TEXTO DO DOCUMENTO:
<<<<

Carlos Mesters e Francisco Orofino

 Comparando o modo de o povo usar a Bíblia com as outras maneiras de se ler a Bíblia, a gente percebe melhor os valores e os limites da leitura popular e os meios como incentivá-la e fazê-la crescer. 

  1. Com a leitura da Bíblia que transparece na própria Bíblia

O texto da Bíblia não caiu pronto do céu, mas nasceu aos poucos, ao longo dos séculos, como fruto da interpretação dos fatos da história, iluminados pela fé em Deus. Cresceu como a cera ao redor do pavio da fé no Deus “presente no meio de nós”. O ambiente, o lugar desta leitura e releitura era a celebração semanal, a liturgia: os santuários, as romarias, o Templo. De fato, os textos mais antigos da Bíblia são cânticos litúrgicos: o cântico de Miriam (Ex 15,20-21), de Débora (Jz 5,2-31), de Ana (1Sm 2,1-10) e a antiga profissão de fé, conservada no livro do Deuteronômio (Dt 26,5-9).

Se o texto bíblico nasceu e cresceu em ambiente de celebração, então esta dimensão celebrativa deve estar presente também na sua leitura e interpretação. Neste ponto, a leitura do povo dá uma lição para todos nós, pois o povo sabe envolver a leitura da Bíblia com um ambiente fraterno e celebrativo. Lendo juntos a Bíblia, eles chegam perto da fonte de onde nasceu a própria Bíblia. Bebem da mesma água! 

  1. Com as Visões Globais da história do povo de Deus

No AT e NT o que mais tem é Visão Global da história do Povo de Deus. Eis algumas, atribuídas às seguintes pessoas: Moisés (Num 20,14-17; Dt 6, 20-25; 26,4-10), Josué (Js 24,2-15), Jefté (Jz 11,12-28), Neemias (9,5-37), Aquior (Jdt 5,5-21), Matatias (1Mac 2,49-68), Salmos (Sl 105, 106, 107), Estevão (At 7,2-53), Paulo (At 13,15-41), etc.

>>>>

O QUE FAZER:
**1)** Transforme em tabela Markdown, com as colunas Nº e Linha, as linhas dos registros que vão da linha com "locate --obj motocross boot" até a linha com "[0,0,640,140]", incluindo as duas. Deixe de fora as linhas em branco e as imagens.
**2)** Continue o texto sobre a leitura popular da Bíblia a partir do ponto em que ele termina.

REGISTROS FORNECIDOS:
<<<<

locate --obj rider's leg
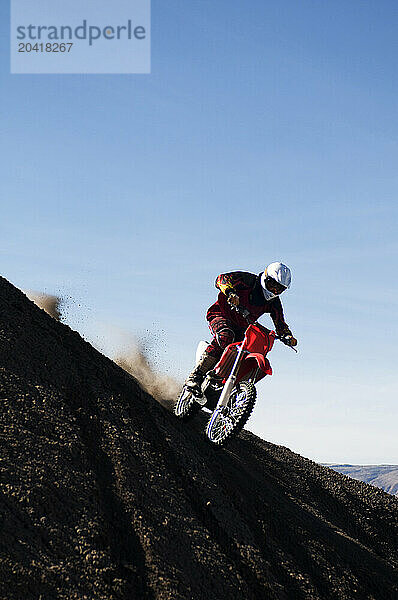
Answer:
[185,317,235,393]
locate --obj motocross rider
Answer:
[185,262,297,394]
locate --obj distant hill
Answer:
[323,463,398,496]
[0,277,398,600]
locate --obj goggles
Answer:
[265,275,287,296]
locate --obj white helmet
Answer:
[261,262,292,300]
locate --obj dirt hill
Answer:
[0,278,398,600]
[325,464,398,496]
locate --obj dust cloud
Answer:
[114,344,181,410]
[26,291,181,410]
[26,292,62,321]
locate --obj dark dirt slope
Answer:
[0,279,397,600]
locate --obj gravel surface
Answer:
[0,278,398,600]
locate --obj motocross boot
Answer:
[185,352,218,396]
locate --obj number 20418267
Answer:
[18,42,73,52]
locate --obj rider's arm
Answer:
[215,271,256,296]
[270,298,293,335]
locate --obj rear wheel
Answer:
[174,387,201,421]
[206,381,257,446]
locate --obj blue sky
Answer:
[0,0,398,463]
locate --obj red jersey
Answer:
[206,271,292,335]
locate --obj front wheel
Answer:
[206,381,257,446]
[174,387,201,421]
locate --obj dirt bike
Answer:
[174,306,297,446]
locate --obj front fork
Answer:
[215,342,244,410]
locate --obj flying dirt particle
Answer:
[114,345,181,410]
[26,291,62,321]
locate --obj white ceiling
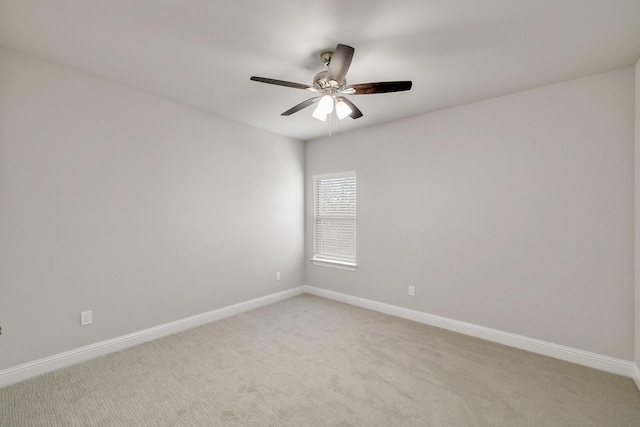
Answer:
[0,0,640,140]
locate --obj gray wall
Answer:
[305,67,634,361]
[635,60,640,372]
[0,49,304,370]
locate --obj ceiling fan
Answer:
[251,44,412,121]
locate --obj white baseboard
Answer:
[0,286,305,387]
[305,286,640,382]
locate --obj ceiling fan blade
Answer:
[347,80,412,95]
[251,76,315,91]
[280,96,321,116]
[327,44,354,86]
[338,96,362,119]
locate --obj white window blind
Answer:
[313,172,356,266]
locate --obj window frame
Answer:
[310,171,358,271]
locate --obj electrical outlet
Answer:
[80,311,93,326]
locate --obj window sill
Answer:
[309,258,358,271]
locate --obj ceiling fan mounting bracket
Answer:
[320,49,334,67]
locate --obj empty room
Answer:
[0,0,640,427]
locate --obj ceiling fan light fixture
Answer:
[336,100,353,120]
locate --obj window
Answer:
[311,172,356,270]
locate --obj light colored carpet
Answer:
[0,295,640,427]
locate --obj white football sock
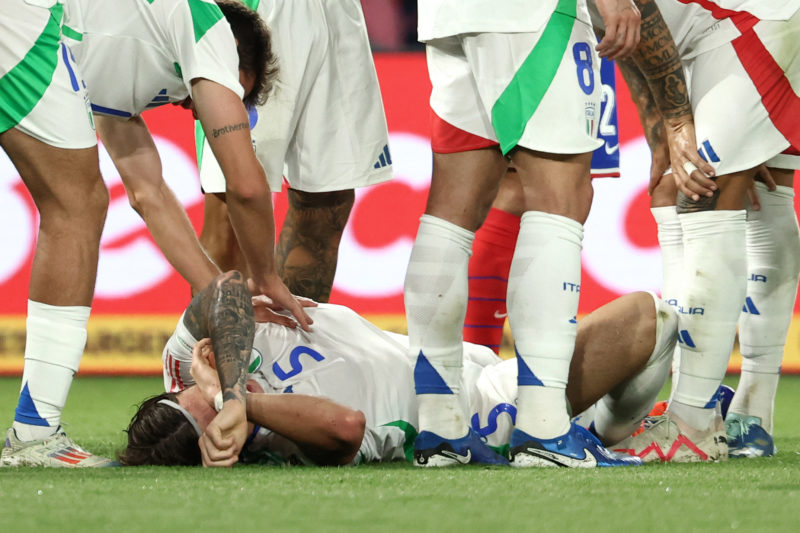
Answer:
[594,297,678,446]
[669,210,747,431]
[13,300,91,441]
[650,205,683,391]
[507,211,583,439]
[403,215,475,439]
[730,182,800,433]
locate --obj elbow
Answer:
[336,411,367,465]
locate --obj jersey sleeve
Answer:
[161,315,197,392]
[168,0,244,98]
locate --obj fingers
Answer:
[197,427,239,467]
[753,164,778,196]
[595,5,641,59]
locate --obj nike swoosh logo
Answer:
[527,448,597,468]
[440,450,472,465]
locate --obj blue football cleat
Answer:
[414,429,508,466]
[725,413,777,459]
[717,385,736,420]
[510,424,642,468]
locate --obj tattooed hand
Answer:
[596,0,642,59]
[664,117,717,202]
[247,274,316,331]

>>>>

RESPOSTAS ESPERADAS:
**1)**
| Nº | Linha |
|---|---|
| 1 | locate --obj motocross boot |
| 2 | Answer: |
| 3 | [185,352,218,396] |
| 4 | locate --obj number 20418267 |
| 5 | Answer: |
| 6 | [18,42,73,52] |
| 7 | locate --obj rider's arm |
| 8 | Answer: |
| 9 | [215,271,256,296] |
| 10 | [270,298,293,335] |
| 11 | locate --obj rear wheel |
| 12 | Answer: |
| 13 | [174,387,201,421] |
| 14 | [206,381,257,446] |
| 15 | locate --obj blue sky |
| 16 | Answer: |
| 17 | [0,0,398,463] |
| 18 | locate --obj red jersey |
| 19 | Answer: |
| 20 | [206,271,292,335] |
| 21 | locate --obj front wheel |
| 22 | Answer: |
| 23 | [206,381,257,446] |
| 24 | [174,387,201,421] |
| 25 | locate --obj dirt bike |
| 26 | Answer: |
| 27 | [174,306,297,446] |
| 28 | locate --obj front fork |
| 29 | Answer: |
| 30 | [215,342,244,410] |
| 31 | locate --obj flying dirt particle |
| 32 | Answer: |
| 33 | [114,345,181,410] |
| 34 | [26,291,62,321] |
| 35 | locate --obj white ceiling |
| 36 | Answer: |
| 37 | [0,0,640,140] |

**2)**
Todas estas visões globais evocam a mesma história, os mesmos fatos, mas cada uma o faz a seu modo. Nenhuma delas é igual à outra. É que os pés estavam em outra situação, o objetivo que os levava a reler o passado era diferente, e o público alvo era outro.

Isto significa que, na Bíblia, a visão global da história do povo não é independente da situação das pessoas que hoje a observam e analisam. A Visão Global da história parece mais um círculo que nasce a partir das preocupações das pessoas que hoje leem a Bíblia. A partir destas suas preocupações, elas passam em revista os fatos da história do passado, selecionam aqueles fatos com que possam iluminar os problemas que elas mesmas estão enfrentando. A Visão Global da história é tão global que engloba até a própria pessoa que a elabora. O passado faz parte do presente. É o chão debaixo dos pés que nos sustenta.

Hoje, o povo faz a mesma coisa. Todos nós fazemos a mesma coisa: selecionamos os fatos da história da Bíblia para que com eles possamos iluminar a situação atual do Brasil. Na época da ditadura, dava-se mais importância ao Êxodo, à libertação do Egito. Em época de acomodação e de desânimo, se dá maior atenção à prática dos profetas na época do cativeiro. A leitura que se faz do passado depende do momento vivido no presente.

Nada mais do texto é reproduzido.